Point localization data

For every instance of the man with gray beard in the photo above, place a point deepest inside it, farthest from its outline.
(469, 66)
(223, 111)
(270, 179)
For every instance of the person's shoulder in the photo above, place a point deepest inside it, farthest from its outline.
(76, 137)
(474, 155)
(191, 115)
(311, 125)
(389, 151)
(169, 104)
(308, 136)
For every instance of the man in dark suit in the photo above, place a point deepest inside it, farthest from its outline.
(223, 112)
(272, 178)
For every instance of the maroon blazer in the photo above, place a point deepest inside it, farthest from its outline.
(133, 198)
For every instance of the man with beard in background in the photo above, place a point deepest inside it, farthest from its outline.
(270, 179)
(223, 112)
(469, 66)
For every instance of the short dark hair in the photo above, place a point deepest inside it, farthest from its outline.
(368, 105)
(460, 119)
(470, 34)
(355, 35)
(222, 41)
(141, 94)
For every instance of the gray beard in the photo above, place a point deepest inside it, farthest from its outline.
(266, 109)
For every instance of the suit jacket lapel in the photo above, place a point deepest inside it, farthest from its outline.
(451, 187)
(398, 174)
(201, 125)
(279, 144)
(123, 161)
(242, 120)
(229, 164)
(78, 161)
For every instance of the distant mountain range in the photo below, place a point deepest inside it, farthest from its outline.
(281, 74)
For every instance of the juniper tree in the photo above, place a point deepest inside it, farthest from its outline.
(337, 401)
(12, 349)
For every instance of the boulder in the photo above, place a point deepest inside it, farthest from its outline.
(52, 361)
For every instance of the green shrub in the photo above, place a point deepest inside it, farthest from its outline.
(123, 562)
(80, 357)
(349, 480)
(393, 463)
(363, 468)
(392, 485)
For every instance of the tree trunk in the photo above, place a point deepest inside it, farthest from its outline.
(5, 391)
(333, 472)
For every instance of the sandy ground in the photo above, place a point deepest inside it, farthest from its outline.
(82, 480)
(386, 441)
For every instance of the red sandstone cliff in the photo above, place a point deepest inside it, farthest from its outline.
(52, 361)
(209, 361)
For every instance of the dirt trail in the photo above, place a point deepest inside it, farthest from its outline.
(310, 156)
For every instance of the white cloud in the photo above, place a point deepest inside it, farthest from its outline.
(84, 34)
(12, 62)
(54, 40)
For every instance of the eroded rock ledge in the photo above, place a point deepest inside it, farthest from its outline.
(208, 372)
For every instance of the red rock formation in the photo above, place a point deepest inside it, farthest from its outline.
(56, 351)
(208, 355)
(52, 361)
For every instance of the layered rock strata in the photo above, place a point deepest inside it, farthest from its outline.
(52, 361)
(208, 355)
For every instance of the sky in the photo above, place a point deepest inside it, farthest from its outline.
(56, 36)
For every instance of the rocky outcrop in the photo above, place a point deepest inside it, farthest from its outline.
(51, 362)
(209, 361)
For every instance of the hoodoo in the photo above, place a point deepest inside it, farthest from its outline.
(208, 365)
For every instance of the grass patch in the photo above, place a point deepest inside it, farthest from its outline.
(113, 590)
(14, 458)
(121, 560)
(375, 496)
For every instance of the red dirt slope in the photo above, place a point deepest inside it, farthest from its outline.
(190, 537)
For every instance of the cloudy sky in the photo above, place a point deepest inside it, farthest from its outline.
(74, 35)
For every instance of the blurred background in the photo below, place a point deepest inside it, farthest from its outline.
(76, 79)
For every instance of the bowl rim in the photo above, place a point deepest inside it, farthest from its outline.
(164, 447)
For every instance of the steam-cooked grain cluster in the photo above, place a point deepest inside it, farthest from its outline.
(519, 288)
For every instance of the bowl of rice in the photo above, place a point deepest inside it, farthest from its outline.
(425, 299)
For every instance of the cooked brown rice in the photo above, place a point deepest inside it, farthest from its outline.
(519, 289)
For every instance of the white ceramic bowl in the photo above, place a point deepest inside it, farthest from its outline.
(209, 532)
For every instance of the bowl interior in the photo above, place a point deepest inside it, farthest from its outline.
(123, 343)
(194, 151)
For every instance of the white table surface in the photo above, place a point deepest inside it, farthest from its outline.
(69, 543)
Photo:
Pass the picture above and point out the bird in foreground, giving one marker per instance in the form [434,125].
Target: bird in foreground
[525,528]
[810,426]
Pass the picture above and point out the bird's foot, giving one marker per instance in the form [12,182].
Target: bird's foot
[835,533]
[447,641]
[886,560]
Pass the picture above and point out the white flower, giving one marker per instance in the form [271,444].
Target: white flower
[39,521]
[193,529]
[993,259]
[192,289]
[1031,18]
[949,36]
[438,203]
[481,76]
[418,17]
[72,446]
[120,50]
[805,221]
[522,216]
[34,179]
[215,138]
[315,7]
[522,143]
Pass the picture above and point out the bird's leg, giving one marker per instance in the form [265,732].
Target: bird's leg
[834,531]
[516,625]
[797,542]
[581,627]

#### Task statement:
Nothing may be dropped or altered; repeat every record in full.

#### Solution to this problem:
For every instance of the man with gray beard in the photo above, place a point deepest inside it, farthest from its outline.
(469, 66)
(223, 111)
(270, 179)
For every instance of the person's shoulder in the photo above, place a point deepest inside it, farthest from its outline.
(76, 137)
(474, 155)
(191, 115)
(311, 125)
(389, 151)
(169, 104)
(308, 136)
For every instance of the man in dark suit in the photo above, place a point deepest inside it, farthest from its outline.
(223, 112)
(272, 178)
For every instance of the maroon blazer in the photo above, place a point deepest inside it, farthest from its outline.
(133, 198)
For every instance of the man with beard in background in the photo above, place a point deepest inside it, farthest from its outline.
(270, 179)
(223, 112)
(469, 66)
For every instance of the short dark hair in the photo above, place a point deepest inside it, farthest from its outline.
(368, 105)
(460, 119)
(470, 34)
(355, 35)
(222, 41)
(141, 94)
For every instance of the gray beard in the photo above, place a point deepest inside it, farthest from its outline.
(266, 109)
For every instance of the suit jacket lapel in the photo above, place a point deepest inside it, farthest from its outline.
(451, 187)
(398, 174)
(201, 125)
(279, 144)
(123, 161)
(242, 120)
(229, 164)
(78, 161)
For every instance of the distant mountain range in the photo below, place a point deepest inside it, farthest from its outline.
(281, 74)
For every instance of the juniper tree in the photo above, place a point deepest inside it, farthest from its outline.
(337, 401)
(12, 349)
For every instance of the boulder in the photo above, place a point deepest inside it, farthest from its outline.
(52, 361)
For every instance of the green shrub in the photo above, place a point deepest inside it, farthest from its outline.
(123, 562)
(80, 357)
(349, 480)
(393, 463)
(363, 468)
(392, 485)
For every instance of the tree trunk in the photo above, place a point deepest inside it, farthest from its outline.
(5, 391)
(333, 472)
For every instance of the sandy ground in the photo above, place a point deepest inside it, farthest from its outline.
(82, 480)
(386, 441)
For every instance of the red sandstone cliff in the photo above, place a point deepest inside it, farthest from its outline.
(52, 361)
(209, 361)
For every instance of the dirt trail in the photo above, place a point deepest inside it, farthest from its outline.
(310, 156)
For every instance of the white cloud in the photo above, place a point deepest inside it, farthest from its outline.
(84, 34)
(12, 62)
(54, 40)
For every instance of the eroded rock ledge in the photo above, place a point deepest inside it, farthest from its outline.
(208, 372)
For every instance of the red rock formation in the photo above, place a point deepest inside it, farthest from its outline.
(56, 351)
(208, 355)
(52, 361)
For every instance of the layered rock strata in the photo above, place a point deepest inside it, farthest from its outline.
(52, 361)
(208, 355)
For every instance of the sky in the photo above, place a point deepest inside it, farthest from its outline.
(56, 36)
For every instance of the rocky outcrop in the photo above, place a point deepest inside it, farthest from its outline.
(51, 362)
(209, 361)
For every instance of the hoodoo in the photo above, place a point deepest inside it, farthest from its outline.
(208, 365)
For every instance of the grass patch in the photo above, place a point deepest inside it, farthest from its outline.
(113, 590)
(14, 458)
(121, 560)
(375, 496)
For every instance of the red dirt slope in the photo above, place a point deepest inside it, farthest from its outline.
(190, 537)
For every instance of the cloudy sky in the photo above, place a point deepest inside it, farthest from its outline.
(74, 35)
For every instance of the blurred background in the photo below, place a point deepest inside it, farthest from its outline.
(76, 79)
For every instance of the bowl rim in the photo above, place a point deepest inside it, farthest from its outline.
(164, 447)
For every instance of the steam-cooked grain cluster in the photo above, place a point deepest inside it, farthest from its outline.
(519, 288)
For every instance of the bowl of rice in the photo above, place a point deepest inside it, farthest from its outline.
(425, 299)
For every instance of the cooked brown rice in the photo above, place a point deepest inside it, farthest from its outline.
(519, 289)
For every instance of the white ceramic bowl in the photo above, place a point deepest inside it, farthest from its outline.
(209, 532)
For every instance of the bowl interior in the photo above, place a point deepest inside it, farthest from its outline.
(123, 343)
(194, 151)
For every instance of the white table surface in the photo above, place a point deepest inside it, farthest from its outline.
(69, 543)
Photo:
Pass the picture above and point out the bird in foreground, giving one marker per instance in the form [434,125].
Target: bird in foreground
[525,528]
[810,426]
Pass the picture above and point out the bird's foot, giving one marker per instance in the form [12,182].
Target: bird's foot
[835,533]
[447,641]
[886,560]
Pass the picture above and point out the white flower, giving one marker per instance in the form [271,444].
Target: white flower
[39,521]
[193,529]
[993,259]
[192,289]
[1031,18]
[949,36]
[438,203]
[481,76]
[418,17]
[72,446]
[120,50]
[805,221]
[522,216]
[34,179]
[215,138]
[315,7]
[522,143]
Pass the picture above and point out the bird's leg, giving one marker per instance in the form [265,732].
Target: bird's leg
[834,531]
[516,625]
[797,542]
[581,627]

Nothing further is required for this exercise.